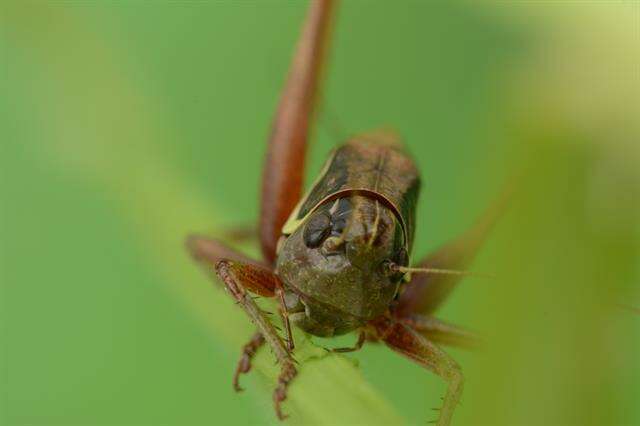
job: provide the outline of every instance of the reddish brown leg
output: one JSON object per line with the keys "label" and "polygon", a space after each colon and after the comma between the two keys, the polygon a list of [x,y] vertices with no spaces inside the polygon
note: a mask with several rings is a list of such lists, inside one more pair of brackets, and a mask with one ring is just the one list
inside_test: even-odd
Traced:
{"label": "reddish brown leg", "polygon": [[282,402],[287,399],[287,388],[297,374],[298,370],[296,370],[293,365],[293,360],[282,363],[280,376],[278,376],[278,386],[276,387],[276,390],[273,391],[273,406],[275,407],[276,415],[280,420],[284,420],[289,417],[282,413],[281,405]]}
{"label": "reddish brown leg", "polygon": [[333,348],[331,349],[331,352],[346,353],[359,351],[364,346],[364,342],[366,339],[366,333],[364,331],[360,331],[358,333],[358,341],[356,342],[355,346],[352,346],[350,348]]}
{"label": "reddish brown leg", "polygon": [[185,241],[185,245],[191,257],[208,270],[212,270],[211,266],[222,259],[264,266],[261,262],[233,250],[222,242],[202,235],[189,235]]}
{"label": "reddish brown leg", "polygon": [[[419,268],[465,269],[504,211],[511,197],[511,192],[512,188],[509,187],[470,230],[428,255],[416,266]],[[435,311],[462,278],[461,275],[412,275],[411,282],[407,284],[394,308],[396,315],[406,317],[415,313],[429,314]]]}
{"label": "reddish brown leg", "polygon": [[442,377],[448,384],[438,426],[448,426],[460,401],[464,379],[458,364],[444,351],[407,325],[381,317],[371,321],[377,337],[394,351]]}
{"label": "reddish brown leg", "polygon": [[300,199],[304,160],[333,1],[312,0],[273,121],[262,175],[260,242],[273,263],[282,225]]}
{"label": "reddish brown leg", "polygon": [[264,337],[265,342],[271,346],[276,359],[280,363],[280,376],[278,377],[278,386],[273,392],[273,402],[276,414],[282,420],[286,416],[282,414],[280,406],[282,401],[287,398],[287,386],[296,376],[297,371],[294,366],[294,360],[275,327],[248,293],[248,291],[251,291],[261,296],[274,297],[276,288],[280,285],[279,279],[274,273],[262,266],[232,262],[225,259],[220,260],[215,269],[227,290],[249,315],[249,318],[258,328],[258,332]]}
{"label": "reddish brown leg", "polygon": [[480,345],[480,337],[477,334],[432,316],[411,315],[397,320],[434,343],[467,349]]}
{"label": "reddish brown leg", "polygon": [[253,335],[249,343],[242,347],[242,357],[238,361],[236,367],[236,373],[233,375],[233,389],[236,392],[241,392],[243,389],[240,387],[240,374],[248,373],[251,370],[251,360],[255,356],[258,349],[264,345],[264,337],[259,331]]}
{"label": "reddish brown leg", "polygon": [[[276,289],[281,285],[278,277],[265,266],[255,262],[246,256],[226,247],[224,244],[199,236],[191,236],[186,242],[188,250],[194,259],[208,266],[215,265],[215,272],[224,283],[227,291],[235,301],[244,309],[249,318],[258,328],[258,333],[268,343],[280,363],[280,376],[278,386],[273,393],[273,400],[278,418],[284,419],[281,403],[287,397],[287,386],[296,375],[294,361],[285,347],[280,335],[265,313],[258,307],[249,292],[264,297],[274,297]],[[255,338],[255,336],[254,336]],[[252,342],[254,342],[252,340]],[[254,342],[257,349],[257,340]],[[251,344],[251,343],[250,343]],[[245,354],[247,351],[245,346]],[[254,351],[255,352],[255,351]],[[240,360],[236,375],[248,371],[251,355],[248,361]],[[237,386],[237,377],[234,379],[234,387]]]}

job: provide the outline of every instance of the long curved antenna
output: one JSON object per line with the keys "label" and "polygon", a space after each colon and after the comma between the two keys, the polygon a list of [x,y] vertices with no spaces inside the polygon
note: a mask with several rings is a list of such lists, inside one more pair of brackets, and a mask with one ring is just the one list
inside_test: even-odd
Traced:
{"label": "long curved antenna", "polygon": [[442,269],[442,268],[409,268],[405,266],[396,266],[392,267],[403,274],[413,273],[413,274],[439,274],[439,275],[463,275],[463,276],[472,276],[472,277],[483,277],[483,278],[495,278],[493,275],[484,274],[481,272],[471,272],[471,271],[459,271],[456,269]]}

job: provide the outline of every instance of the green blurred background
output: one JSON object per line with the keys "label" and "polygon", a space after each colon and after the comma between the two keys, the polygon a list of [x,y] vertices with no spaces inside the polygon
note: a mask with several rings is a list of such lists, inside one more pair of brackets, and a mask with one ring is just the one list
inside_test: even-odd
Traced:
{"label": "green blurred background", "polygon": [[[305,9],[0,6],[3,424],[278,424],[268,351],[232,392],[251,325],[182,241],[256,221]],[[619,306],[640,306],[638,3],[347,0],[337,18],[309,179],[341,138],[398,129],[420,256],[520,176],[473,267],[498,279],[440,311],[486,336],[450,351],[454,424],[640,424],[640,315]],[[444,385],[409,361],[307,346],[288,424],[435,418]]]}

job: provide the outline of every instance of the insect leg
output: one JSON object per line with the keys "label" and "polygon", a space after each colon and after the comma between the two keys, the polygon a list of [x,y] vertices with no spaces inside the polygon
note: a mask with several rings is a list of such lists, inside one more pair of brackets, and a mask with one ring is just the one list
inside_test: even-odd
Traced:
{"label": "insect leg", "polygon": [[[278,277],[264,265],[230,249],[219,241],[193,235],[187,238],[186,246],[192,257],[201,264],[208,268],[215,265],[217,276],[258,328],[256,334],[261,335],[263,341],[271,346],[281,368],[278,386],[273,393],[273,401],[278,418],[284,419],[280,405],[286,399],[287,386],[296,376],[297,371],[293,358],[275,327],[249,294],[251,291],[261,296],[274,297],[276,288],[280,285]],[[263,344],[258,344],[259,339],[254,335],[249,345],[253,343],[252,346],[257,350],[259,345]],[[248,352],[250,350],[247,351],[245,346],[243,354]],[[243,355],[238,365],[239,371],[236,371],[236,377],[234,377],[234,387],[237,387],[237,375],[244,372],[243,370],[249,370],[251,355],[248,356],[249,362],[245,362],[244,358]]]}
{"label": "insect leg", "polygon": [[478,347],[481,343],[476,333],[436,317],[415,314],[397,320],[434,343],[468,349]]}
{"label": "insect leg", "polygon": [[264,345],[264,337],[262,333],[256,331],[253,337],[251,337],[251,340],[249,340],[249,343],[242,347],[242,357],[240,357],[236,372],[233,375],[233,389],[235,389],[236,392],[243,390],[240,387],[240,374],[248,373],[251,370],[251,360],[262,345]]}
{"label": "insect leg", "polygon": [[313,0],[272,124],[262,175],[260,242],[273,263],[282,225],[300,199],[332,0]]}
{"label": "insect leg", "polygon": [[366,333],[364,331],[360,331],[360,333],[358,333],[358,341],[356,342],[355,346],[350,348],[333,348],[331,349],[331,352],[345,353],[359,351],[364,346],[364,342],[366,339]]}
{"label": "insect leg", "polygon": [[446,352],[404,324],[382,317],[373,320],[371,325],[378,338],[389,348],[446,380],[447,393],[444,396],[437,424],[448,426],[460,401],[464,385],[464,378],[458,364]]}
{"label": "insect leg", "polygon": [[211,270],[212,265],[215,265],[222,259],[230,259],[252,265],[262,265],[261,262],[233,250],[222,242],[202,235],[189,235],[185,240],[185,246],[191,254],[191,257],[209,270]]}
{"label": "insect leg", "polygon": [[229,293],[256,325],[280,364],[280,376],[278,386],[273,392],[273,403],[278,418],[283,420],[286,416],[282,413],[280,405],[287,398],[287,387],[296,376],[297,370],[275,327],[249,294],[251,291],[262,296],[274,297],[279,285],[278,277],[264,267],[226,259],[220,260],[215,270]]}
{"label": "insect leg", "polygon": [[[501,216],[511,198],[508,187],[467,232],[445,244],[416,265],[419,268],[462,270],[475,257],[480,246]],[[415,274],[395,306],[398,316],[435,311],[464,275]]]}
{"label": "insect leg", "polygon": [[293,333],[291,332],[291,323],[289,322],[289,312],[287,311],[287,304],[284,301],[284,291],[282,287],[278,287],[276,293],[278,294],[278,300],[280,302],[280,316],[282,317],[282,323],[284,324],[284,328],[287,333],[287,349],[291,352],[295,348],[295,344],[293,342]]}

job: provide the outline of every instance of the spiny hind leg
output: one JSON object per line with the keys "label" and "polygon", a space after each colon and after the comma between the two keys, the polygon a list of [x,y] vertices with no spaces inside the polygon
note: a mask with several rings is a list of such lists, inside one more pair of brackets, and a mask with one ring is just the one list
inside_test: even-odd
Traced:
{"label": "spiny hind leg", "polygon": [[473,349],[482,343],[478,334],[433,316],[409,315],[397,318],[402,324],[414,329],[434,343]]}
{"label": "spiny hind leg", "polygon": [[[416,266],[431,269],[465,269],[502,216],[513,190],[514,186],[508,185],[470,229],[427,255]],[[398,298],[394,308],[396,315],[429,314],[435,311],[462,278],[463,275],[416,274]]]}
{"label": "spiny hind leg", "polygon": [[387,317],[371,322],[374,332],[389,348],[404,355],[447,382],[447,392],[436,421],[448,426],[460,402],[464,378],[460,366],[446,352],[405,324]]}
{"label": "spiny hind leg", "polygon": [[260,244],[269,264],[275,261],[282,225],[302,195],[307,140],[333,3],[333,0],[315,0],[309,5],[271,128],[260,202]]}

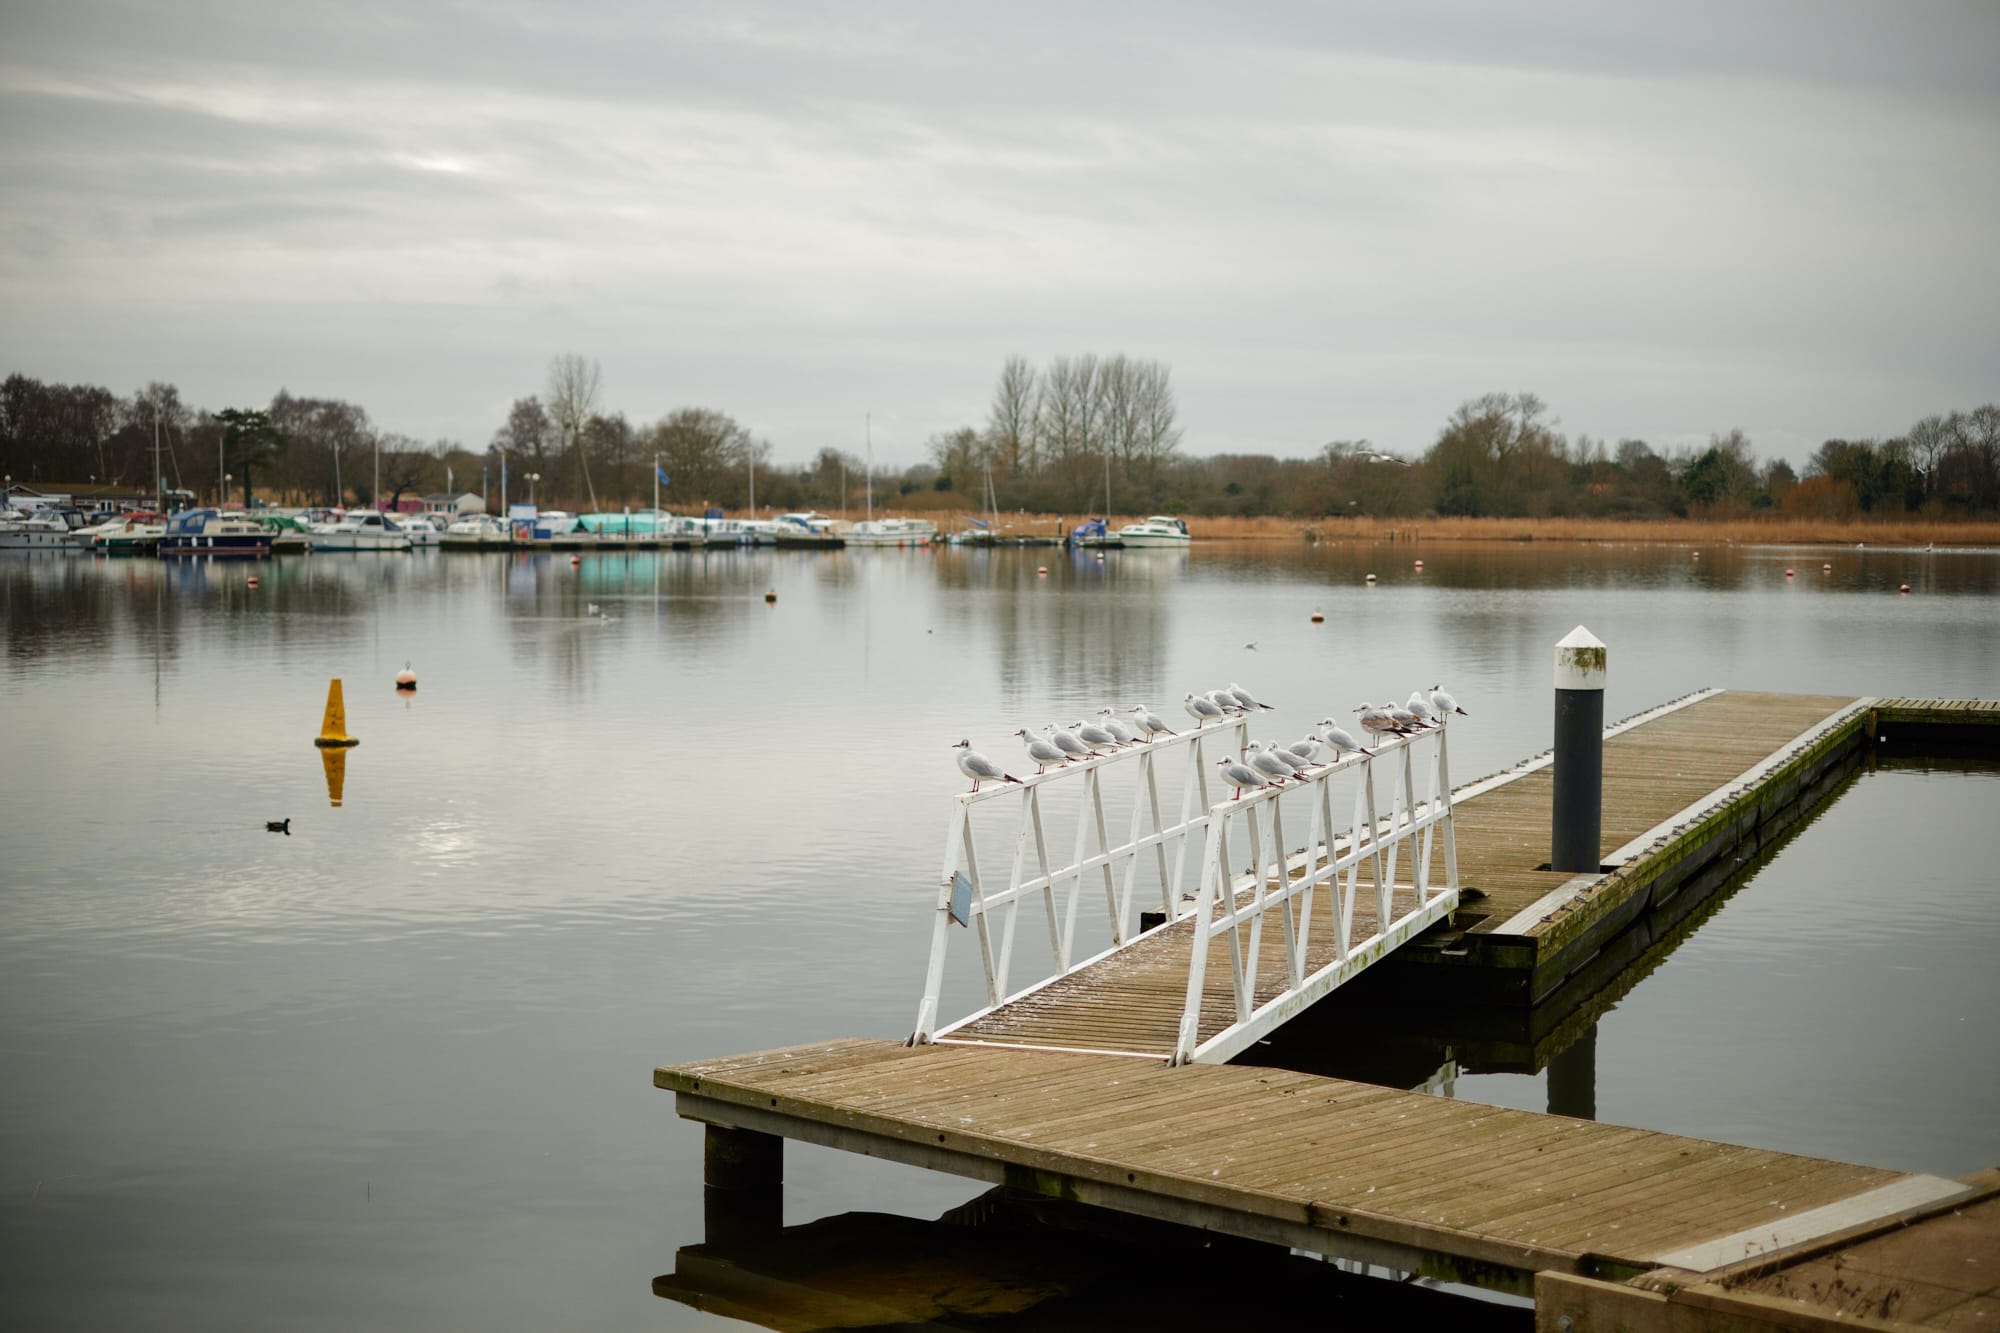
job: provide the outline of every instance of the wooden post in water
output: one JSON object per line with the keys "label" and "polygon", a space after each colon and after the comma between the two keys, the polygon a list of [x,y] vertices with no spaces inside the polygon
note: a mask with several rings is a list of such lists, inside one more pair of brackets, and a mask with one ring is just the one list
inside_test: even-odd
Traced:
{"label": "wooden post in water", "polygon": [[702,1134],[702,1224],[711,1244],[775,1235],[785,1224],[785,1141],[710,1125]]}
{"label": "wooden post in water", "polygon": [[1603,642],[1578,625],[1556,645],[1555,795],[1549,869],[1595,874],[1603,856]]}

━━━

Work task =
Find the number of lines in the entries above that hold the string "instance", and write only that number.

Expected output =
6